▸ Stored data
* * *
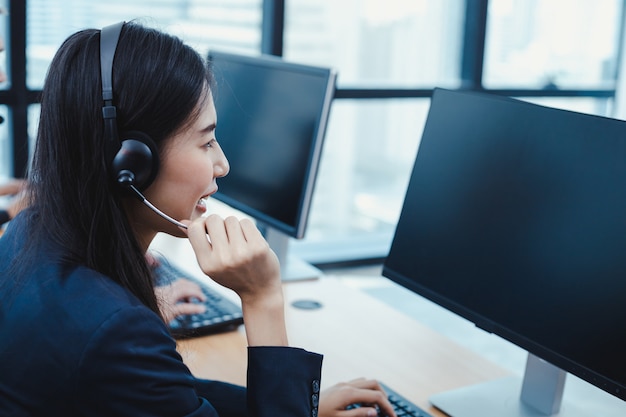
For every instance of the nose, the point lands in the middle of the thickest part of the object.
(221, 166)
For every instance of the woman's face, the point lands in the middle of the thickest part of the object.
(191, 162)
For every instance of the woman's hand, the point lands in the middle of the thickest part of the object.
(177, 299)
(235, 255)
(365, 392)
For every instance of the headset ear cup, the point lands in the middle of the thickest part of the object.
(137, 161)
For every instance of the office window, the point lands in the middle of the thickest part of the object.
(6, 145)
(381, 44)
(556, 44)
(561, 53)
(233, 25)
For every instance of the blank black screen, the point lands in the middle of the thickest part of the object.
(271, 120)
(515, 218)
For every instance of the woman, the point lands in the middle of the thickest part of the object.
(80, 328)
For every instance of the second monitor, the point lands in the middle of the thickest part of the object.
(272, 118)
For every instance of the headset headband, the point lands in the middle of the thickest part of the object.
(109, 36)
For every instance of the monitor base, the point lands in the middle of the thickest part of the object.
(501, 397)
(296, 269)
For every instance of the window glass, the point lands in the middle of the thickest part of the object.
(552, 44)
(6, 146)
(233, 24)
(381, 44)
(366, 162)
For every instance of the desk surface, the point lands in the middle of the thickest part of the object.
(359, 337)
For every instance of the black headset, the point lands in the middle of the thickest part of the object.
(133, 158)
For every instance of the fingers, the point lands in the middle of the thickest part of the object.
(360, 412)
(175, 299)
(367, 394)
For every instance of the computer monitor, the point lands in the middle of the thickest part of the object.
(515, 219)
(271, 123)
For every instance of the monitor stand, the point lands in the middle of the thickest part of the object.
(538, 395)
(291, 267)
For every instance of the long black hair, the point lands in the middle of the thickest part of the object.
(158, 82)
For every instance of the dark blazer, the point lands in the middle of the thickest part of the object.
(74, 343)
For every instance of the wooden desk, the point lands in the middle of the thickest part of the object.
(359, 336)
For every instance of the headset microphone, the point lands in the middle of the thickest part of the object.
(133, 157)
(153, 207)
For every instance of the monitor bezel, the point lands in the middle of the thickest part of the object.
(489, 325)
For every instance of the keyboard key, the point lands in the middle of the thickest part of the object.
(221, 314)
(402, 406)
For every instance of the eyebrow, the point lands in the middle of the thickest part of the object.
(209, 128)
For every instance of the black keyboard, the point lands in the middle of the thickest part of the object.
(402, 406)
(221, 314)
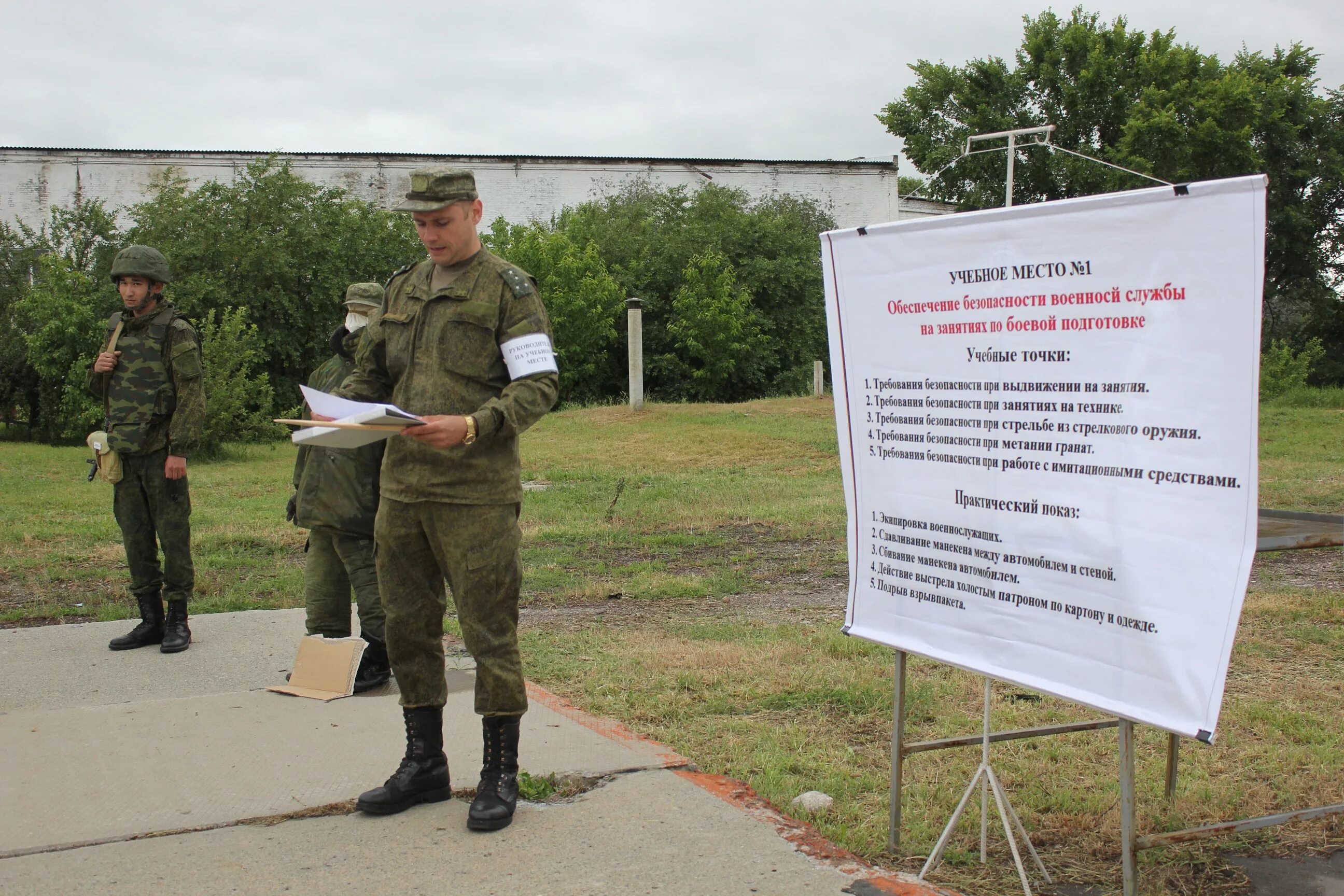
* * *
▸ Aim of the exercise
Swap "black keyboard" for "dark keyboard" in the stretch from the line containing "For every instance of the black keyboard, the" through the end of the entries, leaving everything else the same. Return only that stretch, without any pictures.

▸ Written response
For every instance of the dark keyboard, the point lands in the middle of the thickest part of the object.
(402, 406)
(221, 314)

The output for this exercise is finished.